━━ Records for the task

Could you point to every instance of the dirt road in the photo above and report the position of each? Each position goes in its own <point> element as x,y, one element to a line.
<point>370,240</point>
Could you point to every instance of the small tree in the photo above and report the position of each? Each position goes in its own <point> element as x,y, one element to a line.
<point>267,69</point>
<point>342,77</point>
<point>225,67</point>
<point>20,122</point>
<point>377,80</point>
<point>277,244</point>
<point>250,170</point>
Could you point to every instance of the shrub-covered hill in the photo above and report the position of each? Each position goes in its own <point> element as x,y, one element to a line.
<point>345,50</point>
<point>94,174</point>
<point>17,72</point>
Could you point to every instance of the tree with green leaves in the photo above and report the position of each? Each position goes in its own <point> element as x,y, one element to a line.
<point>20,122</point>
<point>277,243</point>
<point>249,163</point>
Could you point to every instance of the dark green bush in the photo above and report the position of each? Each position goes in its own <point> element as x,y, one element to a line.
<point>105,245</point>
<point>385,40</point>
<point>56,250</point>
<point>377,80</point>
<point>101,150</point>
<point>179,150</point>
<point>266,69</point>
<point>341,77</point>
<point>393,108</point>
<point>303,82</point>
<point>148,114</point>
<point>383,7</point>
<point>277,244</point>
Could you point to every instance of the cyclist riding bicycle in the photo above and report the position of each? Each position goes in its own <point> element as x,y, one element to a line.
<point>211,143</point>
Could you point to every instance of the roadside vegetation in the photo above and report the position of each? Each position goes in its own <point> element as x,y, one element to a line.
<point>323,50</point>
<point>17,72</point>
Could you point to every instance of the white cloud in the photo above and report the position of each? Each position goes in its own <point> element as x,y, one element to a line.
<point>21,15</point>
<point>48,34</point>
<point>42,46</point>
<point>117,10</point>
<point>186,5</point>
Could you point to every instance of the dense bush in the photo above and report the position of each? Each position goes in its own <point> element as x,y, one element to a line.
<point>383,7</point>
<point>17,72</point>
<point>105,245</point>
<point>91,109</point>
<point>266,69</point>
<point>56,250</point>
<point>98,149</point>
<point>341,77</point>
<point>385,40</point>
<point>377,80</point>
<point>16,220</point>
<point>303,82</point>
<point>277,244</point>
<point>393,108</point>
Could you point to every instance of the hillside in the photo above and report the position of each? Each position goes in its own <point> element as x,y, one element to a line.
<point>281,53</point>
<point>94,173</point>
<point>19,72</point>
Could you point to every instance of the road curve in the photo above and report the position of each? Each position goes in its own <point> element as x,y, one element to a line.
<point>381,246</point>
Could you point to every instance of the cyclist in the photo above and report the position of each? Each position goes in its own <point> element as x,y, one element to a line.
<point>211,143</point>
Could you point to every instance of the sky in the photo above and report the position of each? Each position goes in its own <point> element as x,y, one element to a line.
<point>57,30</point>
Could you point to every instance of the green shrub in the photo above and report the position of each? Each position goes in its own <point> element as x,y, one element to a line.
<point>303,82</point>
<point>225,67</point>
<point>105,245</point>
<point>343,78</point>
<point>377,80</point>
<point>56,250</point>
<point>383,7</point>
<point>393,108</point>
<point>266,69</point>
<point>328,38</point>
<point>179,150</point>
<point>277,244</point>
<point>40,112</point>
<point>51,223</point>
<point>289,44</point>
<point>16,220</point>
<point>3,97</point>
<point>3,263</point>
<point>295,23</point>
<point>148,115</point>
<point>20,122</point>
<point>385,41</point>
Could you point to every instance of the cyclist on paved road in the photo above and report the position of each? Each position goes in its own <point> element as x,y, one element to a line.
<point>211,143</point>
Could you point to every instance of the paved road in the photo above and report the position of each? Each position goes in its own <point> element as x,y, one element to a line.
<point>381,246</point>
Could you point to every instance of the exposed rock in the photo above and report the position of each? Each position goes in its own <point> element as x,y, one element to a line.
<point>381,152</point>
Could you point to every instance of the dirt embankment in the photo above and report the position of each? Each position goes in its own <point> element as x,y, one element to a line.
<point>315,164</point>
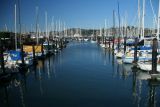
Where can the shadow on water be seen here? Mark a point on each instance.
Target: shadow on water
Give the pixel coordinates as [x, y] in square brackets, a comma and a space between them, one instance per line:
[87, 84]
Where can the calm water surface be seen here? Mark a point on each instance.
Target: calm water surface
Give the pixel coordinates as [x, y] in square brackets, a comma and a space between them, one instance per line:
[81, 75]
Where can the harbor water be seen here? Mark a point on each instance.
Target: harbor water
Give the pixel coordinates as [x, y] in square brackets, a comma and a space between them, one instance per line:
[81, 75]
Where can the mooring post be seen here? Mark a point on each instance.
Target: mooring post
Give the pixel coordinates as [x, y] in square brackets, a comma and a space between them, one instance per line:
[135, 50]
[154, 56]
[1, 56]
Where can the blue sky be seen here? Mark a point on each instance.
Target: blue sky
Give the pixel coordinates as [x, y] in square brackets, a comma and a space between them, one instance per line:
[75, 13]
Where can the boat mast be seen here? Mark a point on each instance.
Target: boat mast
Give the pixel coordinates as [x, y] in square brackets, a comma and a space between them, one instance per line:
[46, 25]
[143, 18]
[139, 19]
[37, 33]
[158, 21]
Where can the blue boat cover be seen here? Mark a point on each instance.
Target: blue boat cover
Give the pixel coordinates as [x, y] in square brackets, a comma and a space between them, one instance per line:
[15, 55]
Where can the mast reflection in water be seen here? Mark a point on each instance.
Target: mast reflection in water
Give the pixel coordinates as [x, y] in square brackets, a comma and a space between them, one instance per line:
[81, 75]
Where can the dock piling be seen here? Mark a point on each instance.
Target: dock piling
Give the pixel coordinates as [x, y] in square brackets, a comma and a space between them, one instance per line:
[154, 56]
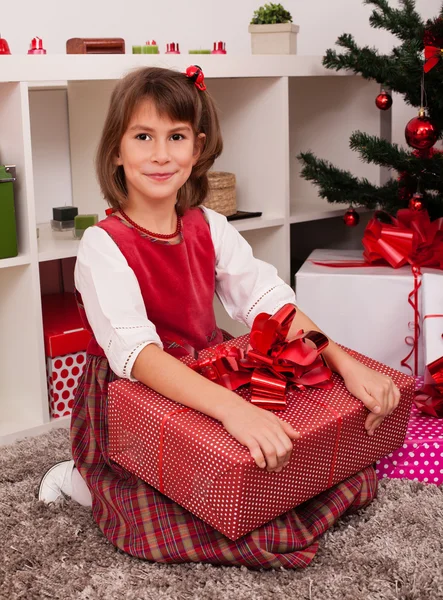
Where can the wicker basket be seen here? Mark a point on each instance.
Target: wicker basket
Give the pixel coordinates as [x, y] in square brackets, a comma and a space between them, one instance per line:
[221, 196]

━━━━

__Task item__. Tally the lines of the preceding listing in which the word "shadow" appears; state nothing but the total.

__Your response__. 2